---------- Data listing ----------

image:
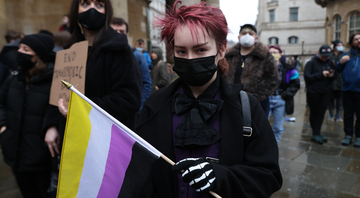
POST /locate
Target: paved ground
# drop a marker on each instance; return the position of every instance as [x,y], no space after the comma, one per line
[309,170]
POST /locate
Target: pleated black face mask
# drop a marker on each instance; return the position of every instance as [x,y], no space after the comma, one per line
[197,71]
[92,19]
[24,60]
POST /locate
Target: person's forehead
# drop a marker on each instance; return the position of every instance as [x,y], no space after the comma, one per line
[274,50]
[184,35]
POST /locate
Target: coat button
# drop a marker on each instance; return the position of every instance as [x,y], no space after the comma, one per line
[182,190]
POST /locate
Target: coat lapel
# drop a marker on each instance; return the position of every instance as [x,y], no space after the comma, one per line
[231,124]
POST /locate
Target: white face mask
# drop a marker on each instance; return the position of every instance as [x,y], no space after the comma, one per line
[247,40]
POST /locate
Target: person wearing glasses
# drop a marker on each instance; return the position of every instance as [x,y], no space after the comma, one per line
[349,66]
[197,121]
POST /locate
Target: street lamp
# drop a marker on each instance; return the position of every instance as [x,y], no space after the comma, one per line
[302,46]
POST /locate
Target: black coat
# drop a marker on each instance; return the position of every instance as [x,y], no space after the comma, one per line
[314,78]
[289,89]
[22,110]
[248,166]
[113,81]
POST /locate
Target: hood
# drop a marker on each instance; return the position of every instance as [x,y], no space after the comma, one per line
[158,52]
[8,54]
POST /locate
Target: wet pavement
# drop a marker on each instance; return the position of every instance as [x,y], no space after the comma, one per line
[309,170]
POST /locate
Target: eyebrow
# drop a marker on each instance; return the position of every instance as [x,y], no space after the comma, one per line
[199,45]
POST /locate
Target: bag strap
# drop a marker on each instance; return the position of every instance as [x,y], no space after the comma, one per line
[158,65]
[246,110]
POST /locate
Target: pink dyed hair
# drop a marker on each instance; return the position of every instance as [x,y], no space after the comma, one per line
[209,18]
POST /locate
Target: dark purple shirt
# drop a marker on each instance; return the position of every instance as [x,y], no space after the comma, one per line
[185,191]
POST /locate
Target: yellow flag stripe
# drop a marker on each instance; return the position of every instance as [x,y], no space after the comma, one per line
[76,138]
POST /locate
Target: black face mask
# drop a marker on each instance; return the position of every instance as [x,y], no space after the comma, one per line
[24,60]
[197,71]
[92,19]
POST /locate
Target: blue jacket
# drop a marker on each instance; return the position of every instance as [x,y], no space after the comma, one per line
[350,71]
[146,88]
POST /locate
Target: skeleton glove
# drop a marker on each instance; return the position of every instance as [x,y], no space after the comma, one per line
[197,172]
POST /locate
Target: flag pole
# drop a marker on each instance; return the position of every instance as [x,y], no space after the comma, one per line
[128,131]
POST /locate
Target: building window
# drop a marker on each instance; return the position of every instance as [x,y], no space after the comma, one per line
[354,22]
[293,40]
[273,41]
[294,14]
[272,15]
[337,28]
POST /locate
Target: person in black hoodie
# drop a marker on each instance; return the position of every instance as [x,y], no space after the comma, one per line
[113,78]
[197,121]
[24,99]
[319,74]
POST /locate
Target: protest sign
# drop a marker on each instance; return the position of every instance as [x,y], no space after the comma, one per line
[70,65]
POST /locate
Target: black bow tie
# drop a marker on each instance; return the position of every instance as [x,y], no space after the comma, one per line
[196,128]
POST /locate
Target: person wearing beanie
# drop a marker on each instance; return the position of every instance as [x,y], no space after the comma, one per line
[282,100]
[24,100]
[319,74]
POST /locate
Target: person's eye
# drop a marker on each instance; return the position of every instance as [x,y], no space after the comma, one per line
[201,50]
[181,52]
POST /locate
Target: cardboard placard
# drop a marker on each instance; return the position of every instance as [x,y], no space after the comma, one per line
[70,65]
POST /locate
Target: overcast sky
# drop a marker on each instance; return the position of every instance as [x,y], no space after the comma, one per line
[238,12]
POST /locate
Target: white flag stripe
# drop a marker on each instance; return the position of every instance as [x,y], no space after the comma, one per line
[96,155]
[120,125]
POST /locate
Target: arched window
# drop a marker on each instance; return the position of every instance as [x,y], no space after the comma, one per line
[293,39]
[337,27]
[273,41]
[354,22]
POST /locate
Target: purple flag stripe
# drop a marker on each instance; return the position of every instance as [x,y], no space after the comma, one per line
[118,160]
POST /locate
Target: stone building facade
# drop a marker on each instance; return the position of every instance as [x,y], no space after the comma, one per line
[342,19]
[297,26]
[30,16]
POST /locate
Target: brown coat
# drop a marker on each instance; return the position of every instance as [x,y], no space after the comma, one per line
[259,76]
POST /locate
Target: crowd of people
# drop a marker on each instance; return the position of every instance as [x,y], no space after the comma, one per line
[213,120]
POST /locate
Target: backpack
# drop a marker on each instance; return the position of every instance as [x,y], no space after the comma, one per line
[246,111]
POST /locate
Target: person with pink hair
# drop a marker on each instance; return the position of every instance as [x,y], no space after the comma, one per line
[198,121]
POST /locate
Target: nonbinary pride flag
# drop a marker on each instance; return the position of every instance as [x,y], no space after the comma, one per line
[100,157]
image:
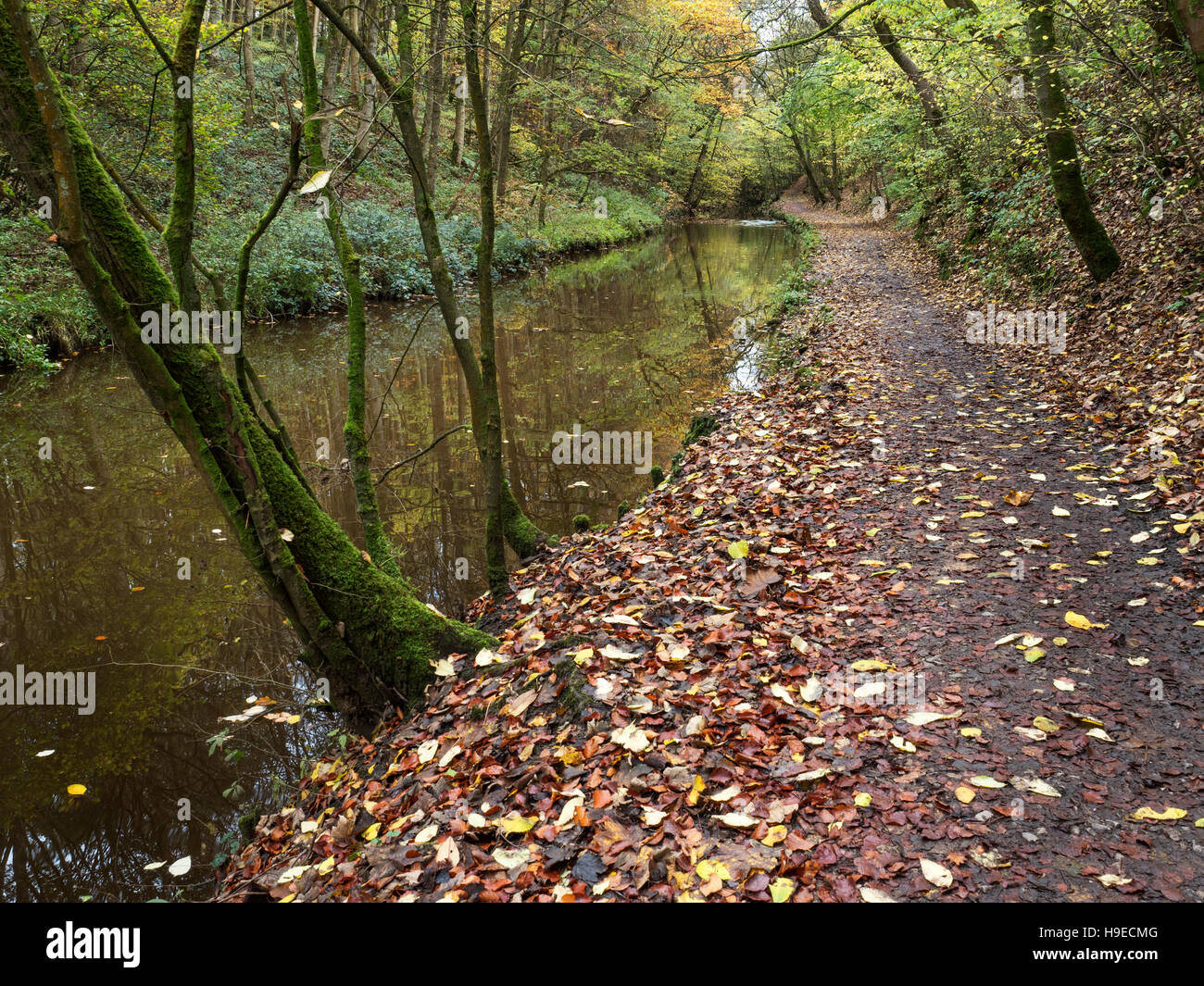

----------

> Exercise objective
Count the lines above that contain the string "pink". Reply with the number alone.

> Full solution
2